**Extracted data**
--- Begin ---

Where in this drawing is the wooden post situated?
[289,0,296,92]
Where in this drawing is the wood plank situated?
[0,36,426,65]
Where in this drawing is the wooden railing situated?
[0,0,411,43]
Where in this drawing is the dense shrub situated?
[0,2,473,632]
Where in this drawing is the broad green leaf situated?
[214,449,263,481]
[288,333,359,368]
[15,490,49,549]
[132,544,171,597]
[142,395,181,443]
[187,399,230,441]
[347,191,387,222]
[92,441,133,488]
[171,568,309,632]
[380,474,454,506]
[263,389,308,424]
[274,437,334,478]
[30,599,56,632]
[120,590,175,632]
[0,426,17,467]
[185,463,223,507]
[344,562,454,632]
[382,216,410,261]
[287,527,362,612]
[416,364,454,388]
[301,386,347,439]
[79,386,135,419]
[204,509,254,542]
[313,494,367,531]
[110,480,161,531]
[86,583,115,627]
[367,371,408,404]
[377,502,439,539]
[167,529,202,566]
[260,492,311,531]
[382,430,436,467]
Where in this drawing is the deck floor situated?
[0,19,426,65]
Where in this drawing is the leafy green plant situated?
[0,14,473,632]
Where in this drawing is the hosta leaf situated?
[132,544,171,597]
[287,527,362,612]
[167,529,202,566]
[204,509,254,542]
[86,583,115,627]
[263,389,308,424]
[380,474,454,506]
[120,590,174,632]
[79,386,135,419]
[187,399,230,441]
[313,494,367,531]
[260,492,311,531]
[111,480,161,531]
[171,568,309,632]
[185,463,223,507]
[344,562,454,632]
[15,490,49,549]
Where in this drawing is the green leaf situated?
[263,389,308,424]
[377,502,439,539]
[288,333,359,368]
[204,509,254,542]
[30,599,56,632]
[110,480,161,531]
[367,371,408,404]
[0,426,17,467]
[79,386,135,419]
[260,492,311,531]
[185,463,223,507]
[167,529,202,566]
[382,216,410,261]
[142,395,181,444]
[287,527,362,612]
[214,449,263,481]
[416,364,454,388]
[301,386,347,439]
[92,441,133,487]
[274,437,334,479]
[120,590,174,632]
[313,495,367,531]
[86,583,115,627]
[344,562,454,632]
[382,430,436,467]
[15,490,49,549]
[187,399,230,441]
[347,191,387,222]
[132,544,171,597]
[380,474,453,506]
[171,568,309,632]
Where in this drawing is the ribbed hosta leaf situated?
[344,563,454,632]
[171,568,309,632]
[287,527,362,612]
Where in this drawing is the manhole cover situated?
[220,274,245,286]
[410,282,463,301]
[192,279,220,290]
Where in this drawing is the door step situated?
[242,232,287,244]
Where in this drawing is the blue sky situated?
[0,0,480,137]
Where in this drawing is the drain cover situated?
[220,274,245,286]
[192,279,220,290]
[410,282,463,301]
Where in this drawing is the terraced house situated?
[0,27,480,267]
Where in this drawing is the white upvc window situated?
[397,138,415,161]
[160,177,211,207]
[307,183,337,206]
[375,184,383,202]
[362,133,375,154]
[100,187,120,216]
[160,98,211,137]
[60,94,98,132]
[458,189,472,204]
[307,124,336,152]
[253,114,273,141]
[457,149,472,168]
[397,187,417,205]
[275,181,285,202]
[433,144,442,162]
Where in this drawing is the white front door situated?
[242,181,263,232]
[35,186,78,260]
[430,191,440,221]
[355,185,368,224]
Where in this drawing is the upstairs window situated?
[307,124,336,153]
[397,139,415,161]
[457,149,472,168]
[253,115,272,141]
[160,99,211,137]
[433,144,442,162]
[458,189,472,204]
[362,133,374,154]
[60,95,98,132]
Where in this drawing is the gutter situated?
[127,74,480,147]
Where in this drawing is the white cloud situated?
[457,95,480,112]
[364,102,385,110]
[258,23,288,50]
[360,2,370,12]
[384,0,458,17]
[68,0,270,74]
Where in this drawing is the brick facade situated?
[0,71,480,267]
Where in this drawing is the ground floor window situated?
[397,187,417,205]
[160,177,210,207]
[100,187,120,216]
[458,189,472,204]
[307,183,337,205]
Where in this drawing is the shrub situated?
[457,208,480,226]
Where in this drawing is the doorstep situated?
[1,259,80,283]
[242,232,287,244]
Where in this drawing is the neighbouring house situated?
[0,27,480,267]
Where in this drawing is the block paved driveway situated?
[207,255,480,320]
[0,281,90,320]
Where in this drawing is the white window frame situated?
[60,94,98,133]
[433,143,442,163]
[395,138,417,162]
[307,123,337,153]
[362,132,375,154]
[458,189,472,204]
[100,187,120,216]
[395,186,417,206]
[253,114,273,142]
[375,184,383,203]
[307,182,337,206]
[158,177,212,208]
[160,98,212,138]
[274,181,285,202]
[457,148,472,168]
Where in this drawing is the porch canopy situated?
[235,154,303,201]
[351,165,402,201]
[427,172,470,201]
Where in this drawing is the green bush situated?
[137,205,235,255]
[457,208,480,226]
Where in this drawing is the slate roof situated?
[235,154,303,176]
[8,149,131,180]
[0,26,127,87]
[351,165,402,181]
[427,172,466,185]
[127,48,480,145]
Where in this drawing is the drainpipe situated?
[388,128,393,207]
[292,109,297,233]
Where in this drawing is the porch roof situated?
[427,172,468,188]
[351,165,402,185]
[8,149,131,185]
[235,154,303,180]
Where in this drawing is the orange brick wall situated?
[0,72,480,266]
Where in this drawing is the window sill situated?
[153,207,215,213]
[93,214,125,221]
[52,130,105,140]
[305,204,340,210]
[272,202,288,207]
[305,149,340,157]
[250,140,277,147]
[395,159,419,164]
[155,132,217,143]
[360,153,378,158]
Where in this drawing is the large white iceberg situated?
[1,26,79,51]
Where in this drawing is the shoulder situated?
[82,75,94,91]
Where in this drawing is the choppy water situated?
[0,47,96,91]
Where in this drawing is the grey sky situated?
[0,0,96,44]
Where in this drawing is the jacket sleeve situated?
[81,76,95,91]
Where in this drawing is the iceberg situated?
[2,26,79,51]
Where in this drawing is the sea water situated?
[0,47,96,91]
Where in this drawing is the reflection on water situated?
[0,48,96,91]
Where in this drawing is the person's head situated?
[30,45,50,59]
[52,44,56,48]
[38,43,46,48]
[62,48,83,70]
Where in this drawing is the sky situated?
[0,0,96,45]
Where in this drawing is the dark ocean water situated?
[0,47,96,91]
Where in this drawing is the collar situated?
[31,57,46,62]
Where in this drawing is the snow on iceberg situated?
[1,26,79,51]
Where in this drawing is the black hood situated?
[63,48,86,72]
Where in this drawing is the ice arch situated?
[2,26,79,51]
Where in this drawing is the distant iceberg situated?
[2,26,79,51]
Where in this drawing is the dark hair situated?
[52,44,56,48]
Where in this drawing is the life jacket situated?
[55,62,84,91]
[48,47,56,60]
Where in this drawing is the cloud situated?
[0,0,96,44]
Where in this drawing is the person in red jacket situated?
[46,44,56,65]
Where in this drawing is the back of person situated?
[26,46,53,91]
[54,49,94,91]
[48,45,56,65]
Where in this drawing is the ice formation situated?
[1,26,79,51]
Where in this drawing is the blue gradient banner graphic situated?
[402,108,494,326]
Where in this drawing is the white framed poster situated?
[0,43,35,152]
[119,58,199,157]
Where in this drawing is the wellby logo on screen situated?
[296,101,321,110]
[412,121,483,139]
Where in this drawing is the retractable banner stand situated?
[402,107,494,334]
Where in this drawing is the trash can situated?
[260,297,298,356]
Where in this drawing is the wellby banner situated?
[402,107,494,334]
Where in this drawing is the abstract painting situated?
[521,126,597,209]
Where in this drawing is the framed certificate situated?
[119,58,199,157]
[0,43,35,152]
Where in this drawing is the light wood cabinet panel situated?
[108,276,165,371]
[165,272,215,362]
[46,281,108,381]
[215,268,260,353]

--- End ---

Please transcribe every line of the listing above word for word.

Where in this drawing is the wooden post situated?
[289,0,296,92]
Where in this drawing is the wood plank situated?
[0,36,426,65]
Where in this drawing is the wooden railing situated?
[0,0,411,43]
Where in this drawing is the dense shrub situated?
[0,2,473,632]
Where in this drawing is the broad green leaf situated?
[214,449,263,481]
[288,333,359,368]
[15,490,49,549]
[132,544,171,597]
[142,395,181,443]
[187,399,230,441]
[347,191,387,222]
[92,441,133,488]
[171,568,309,632]
[380,474,454,506]
[263,389,308,424]
[274,437,334,478]
[30,599,56,632]
[120,590,175,632]
[0,426,17,467]
[185,463,223,507]
[344,562,454,632]
[382,216,410,261]
[287,527,362,612]
[416,364,454,388]
[301,386,347,439]
[79,386,135,419]
[204,509,254,542]
[313,494,367,531]
[110,480,161,531]
[86,583,115,627]
[367,371,408,404]
[377,502,439,539]
[167,529,202,566]
[260,492,311,531]
[382,430,436,467]
Where in this drawing is the deck floor situated?
[0,19,426,65]
Where in this drawing is the leafy green plant situated?
[0,14,473,632]
Where in this drawing is the hosta leaf situated?
[132,544,171,597]
[287,527,362,612]
[167,529,202,566]
[204,509,254,542]
[86,583,115,627]
[263,389,308,424]
[380,474,454,506]
[120,590,174,632]
[79,386,135,419]
[187,399,230,441]
[313,494,367,531]
[260,492,311,531]
[111,480,161,531]
[171,568,309,632]
[185,463,223,507]
[344,562,454,632]
[15,490,49,549]
Where in this drawing is the green leaf situated?
[263,389,308,424]
[377,502,439,539]
[288,333,359,368]
[204,509,254,542]
[30,599,56,632]
[110,480,161,531]
[367,371,408,404]
[0,426,17,467]
[79,386,135,419]
[260,492,311,531]
[185,463,223,507]
[167,529,202,566]
[382,216,410,261]
[142,395,181,444]
[287,527,362,612]
[214,449,263,481]
[416,364,454,388]
[301,386,347,439]
[92,441,133,487]
[274,437,334,479]
[120,590,174,632]
[313,495,367,531]
[86,583,115,627]
[344,562,454,632]
[382,430,436,467]
[15,490,49,549]
[187,399,230,441]
[347,191,387,222]
[132,544,171,597]
[380,474,453,506]
[171,568,309,632]
Where in this drawing is the ribbed hosta leaf situated?
[344,563,454,632]
[171,568,309,632]
[287,527,362,612]
Where in this drawing is the manhole cover situated?
[220,274,245,286]
[410,282,463,301]
[192,279,220,290]
Where in this drawing is the door step situated?
[242,232,287,244]
Where in this drawing is the blue sky situated?
[0,0,480,137]
Where in this drawing is the drain cover situated?
[220,274,245,286]
[192,279,220,290]
[410,282,463,301]
Where in this drawing is the terraced house situated?
[0,27,480,267]
Where in this drawing is the white upvc window situated?
[397,138,415,161]
[160,177,211,207]
[307,183,337,206]
[375,184,383,202]
[362,133,375,154]
[100,187,120,216]
[160,98,211,137]
[60,94,98,132]
[458,189,472,204]
[307,124,336,152]
[253,114,273,141]
[457,149,472,168]
[397,187,417,205]
[275,181,285,202]
[433,144,442,162]
Where in this drawing is the white front door situated?
[242,181,263,232]
[35,186,78,260]
[430,191,440,221]
[355,185,368,224]
Where in this drawing is the upstairs window situated?
[307,124,336,153]
[397,139,415,161]
[457,149,472,168]
[253,115,272,141]
[160,99,211,137]
[433,144,442,162]
[458,189,472,204]
[362,133,374,154]
[60,95,98,132]
Where in this drawing is the gutter situated?
[127,74,480,147]
Where in this drawing is the white cloud situated?
[457,95,480,112]
[364,102,385,110]
[258,23,288,50]
[360,2,370,12]
[384,0,458,17]
[68,0,270,74]
Where in this drawing is the brick facade situated?
[0,71,480,267]
Where in this drawing is the ground floor window situated?
[397,187,417,205]
[160,177,210,207]
[100,187,120,216]
[458,189,472,204]
[307,183,337,205]
Where in this drawing is the shrub situated?
[457,208,480,226]
Where in this drawing is the doorstep situated?
[1,259,80,283]
[242,232,287,244]
Where in this drawing is the neighbouring house situated?
[0,27,480,267]
Where in this drawing is the block paved driveway situated?
[207,255,480,320]
[0,281,90,320]
Where in this drawing is the white window frame situated?
[60,94,98,133]
[433,143,442,163]
[395,138,417,162]
[307,123,337,153]
[362,132,375,154]
[458,189,472,204]
[100,187,120,216]
[395,186,417,206]
[253,114,273,142]
[375,184,383,203]
[307,182,337,206]
[158,177,212,208]
[160,98,212,138]
[274,181,285,202]
[457,148,472,168]
Where in this drawing is the porch canopy situated?
[235,154,303,201]
[351,165,402,201]
[427,172,470,201]
Where in this drawing is the green bush situated?
[137,205,235,255]
[457,208,480,226]
Where in this drawing is the slate roof situated?
[235,154,303,176]
[8,149,131,180]
[0,26,127,87]
[351,165,402,181]
[427,172,466,185]
[127,48,480,145]
Where in this drawing is the drainpipe situated?
[388,128,393,207]
[292,109,297,233]
Where in this drawing is the porch roof situated?
[427,172,468,188]
[351,165,402,185]
[8,149,131,185]
[235,154,303,180]
Where in this drawing is the orange brick wall situated?
[0,72,480,266]
Where in this drawing is the window sill situated?
[153,207,215,213]
[93,214,125,221]
[52,130,105,140]
[305,204,340,210]
[272,202,288,207]
[305,149,340,157]
[250,140,277,147]
[395,159,419,164]
[155,132,217,143]
[360,153,378,158]
Where in this drawing is the large white iceberg situated?
[1,26,79,51]
Where in this drawing is the shoulder situated?
[82,75,94,91]
Where in this drawing is the choppy water situated?
[0,47,96,91]
Where in this drawing is the grey sky situated?
[0,0,96,44]
Where in this drawing is the jacket sleeve situated?
[81,76,95,91]
Where in this drawing is the iceberg situated?
[2,26,79,51]
Where in this drawing is the sea water situated?
[0,47,96,91]
Where in this drawing is the reflection on water situated?
[0,48,96,91]
Where in this drawing is the person's head situated?
[30,45,50,59]
[52,44,56,48]
[38,43,46,48]
[62,48,83,70]
Where in this drawing is the sky situated?
[0,0,96,45]
Where in this drawing is the dark ocean water situated?
[0,47,96,91]
Where in this drawing is the collar situated?
[31,57,46,62]
Where in this drawing is the snow on iceberg situated?
[1,26,79,51]
Where in this drawing is the black hood situated?
[63,48,86,72]
Where in this drawing is the ice arch situated?
[2,26,79,51]
Where in this drawing is the distant iceberg situated?
[2,26,79,51]
Where in this drawing is the dark hair situated?
[52,44,56,48]
Where in this drawing is the life jacket situated?
[55,62,84,91]
[48,47,56,60]
Where in this drawing is the cloud situated?
[0,0,96,44]
Where in this drawing is the person in red jacket situated?
[46,44,56,65]
Where in this drawing is the back of person situated?
[26,46,53,91]
[54,49,94,91]
[48,45,56,65]
Where in this drawing is the ice formation situated?
[1,26,79,51]
Where in this drawing is the blue gradient banner graphic situated?
[402,108,494,326]
Where in this drawing is the white framed poster situated?
[0,43,35,152]
[119,58,199,157]
Where in this drawing is the wellby logo on screen situated?
[296,101,321,110]
[412,121,483,139]
Where in this drawing is the retractable banner stand situated?
[402,107,494,334]
Where in this drawing is the trash can situated?
[260,297,298,356]
Where in this drawing is the wellby banner situated?
[402,107,494,334]
Where in this drawing is the abstract painting situated?
[521,126,597,209]
Where in this drawing is the framed certificate situated?
[119,58,199,157]
[0,43,35,152]
Where in this drawing is the light wood cabinet panel situated?
[108,276,165,371]
[165,272,215,362]
[46,281,108,381]
[215,268,260,353]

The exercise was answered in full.